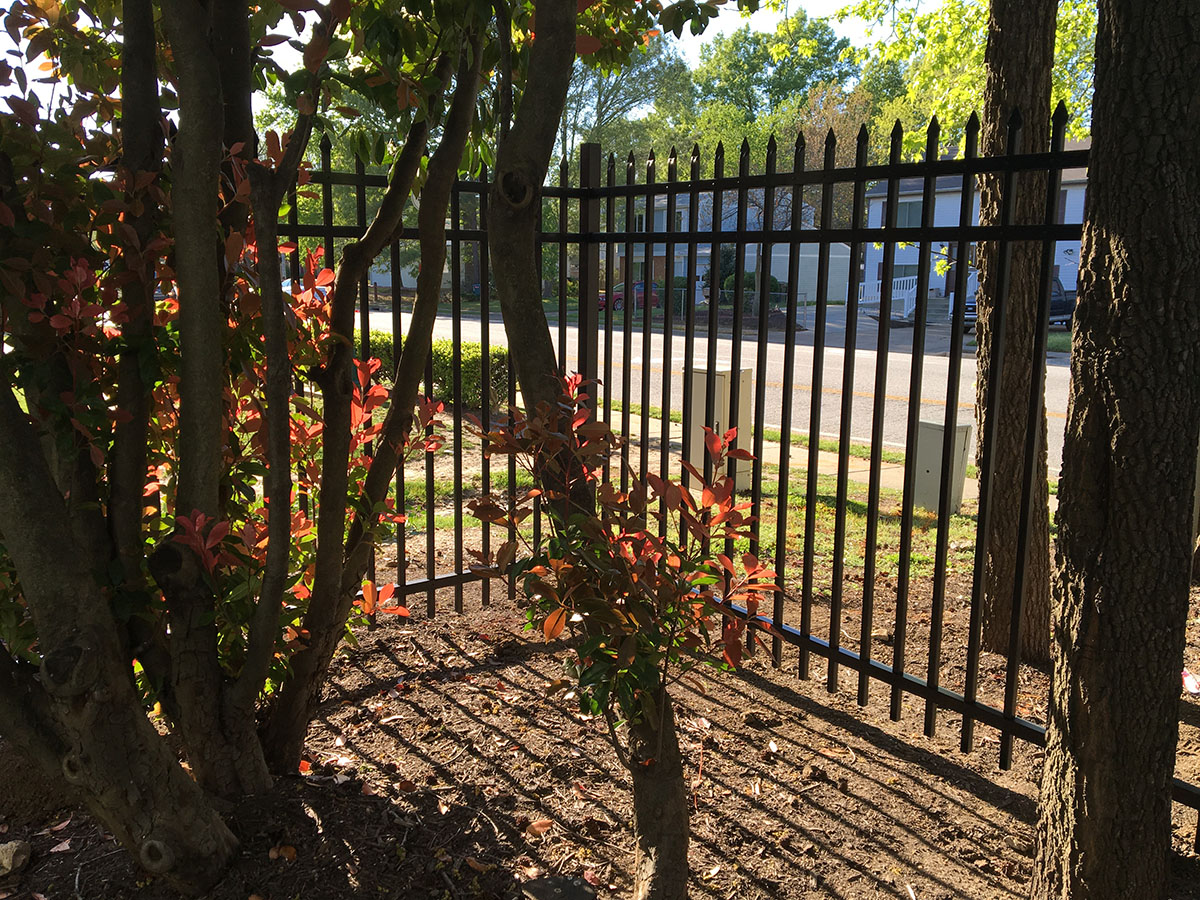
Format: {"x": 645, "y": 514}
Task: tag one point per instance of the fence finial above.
{"x": 1061, "y": 115}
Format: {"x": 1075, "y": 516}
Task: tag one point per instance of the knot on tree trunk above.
{"x": 73, "y": 768}
{"x": 516, "y": 189}
{"x": 156, "y": 857}
{"x": 70, "y": 671}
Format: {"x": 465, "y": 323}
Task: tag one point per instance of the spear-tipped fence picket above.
{"x": 600, "y": 232}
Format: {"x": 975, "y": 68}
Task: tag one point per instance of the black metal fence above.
{"x": 641, "y": 259}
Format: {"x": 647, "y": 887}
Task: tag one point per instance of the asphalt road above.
{"x": 895, "y": 387}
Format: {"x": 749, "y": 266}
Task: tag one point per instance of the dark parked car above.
{"x": 1062, "y": 307}
{"x": 618, "y": 295}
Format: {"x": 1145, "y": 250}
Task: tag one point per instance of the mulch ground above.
{"x": 442, "y": 767}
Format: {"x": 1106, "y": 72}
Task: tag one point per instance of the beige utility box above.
{"x": 720, "y": 424}
{"x": 929, "y": 465}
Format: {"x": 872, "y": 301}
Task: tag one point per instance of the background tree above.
{"x": 600, "y": 102}
{"x": 757, "y": 72}
{"x": 1128, "y": 479}
{"x": 940, "y": 49}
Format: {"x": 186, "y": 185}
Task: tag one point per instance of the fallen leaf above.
{"x": 535, "y": 829}
{"x": 282, "y": 851}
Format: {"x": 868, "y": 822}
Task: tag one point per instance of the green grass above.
{"x": 1059, "y": 342}
{"x": 774, "y": 436}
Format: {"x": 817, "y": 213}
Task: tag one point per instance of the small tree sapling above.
{"x": 636, "y": 586}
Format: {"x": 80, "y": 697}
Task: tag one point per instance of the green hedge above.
{"x": 468, "y": 354}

■ What is needed:
Give the entries again, exactly and in full, with no image included.

■ Response:
Format: {"x": 645, "y": 514}
Task: tag one point per instance of the fence finial above.
{"x": 1061, "y": 115}
Format: {"x": 1075, "y": 516}
Task: tag one point per instance of the knot on tree trunk above.
{"x": 73, "y": 768}
{"x": 516, "y": 189}
{"x": 156, "y": 857}
{"x": 70, "y": 671}
Format: {"x": 465, "y": 323}
Task: tag one point per instance of the spear-tipped fence picket above.
{"x": 600, "y": 232}
Format: {"x": 975, "y": 68}
Task: tag one point per instance of the black metal fence above.
{"x": 641, "y": 259}
Format: {"x": 647, "y": 887}
Task: tag one point per instance of the asphalt road above.
{"x": 895, "y": 387}
Format: {"x": 749, "y": 266}
Task: tag one point per instance of the dark parked car above.
{"x": 1062, "y": 307}
{"x": 618, "y": 295}
Format: {"x": 1145, "y": 250}
Task: tag one point per instance of the mulch ground above.
{"x": 442, "y": 767}
Format: {"x": 1106, "y": 72}
Task: tag one point per instance of the beige utility box above.
{"x": 720, "y": 424}
{"x": 929, "y": 465}
Format: {"x": 872, "y": 301}
Task: tag one point per instance of the background tree above.
{"x": 600, "y": 102}
{"x": 757, "y": 72}
{"x": 1128, "y": 479}
{"x": 940, "y": 49}
Format: {"x": 186, "y": 185}
Task: tag one point per instance of the fallen leaf above.
{"x": 535, "y": 829}
{"x": 282, "y": 851}
Format: {"x": 868, "y": 822}
Task: tag one point per instance of the green grass above.
{"x": 1059, "y": 342}
{"x": 774, "y": 436}
Format: {"x": 817, "y": 213}
Task: tag one point per instance of the small tree sapling above.
{"x": 636, "y": 586}
Format: {"x": 80, "y": 697}
Task: tag one point per instance of the green hedge above.
{"x": 468, "y": 354}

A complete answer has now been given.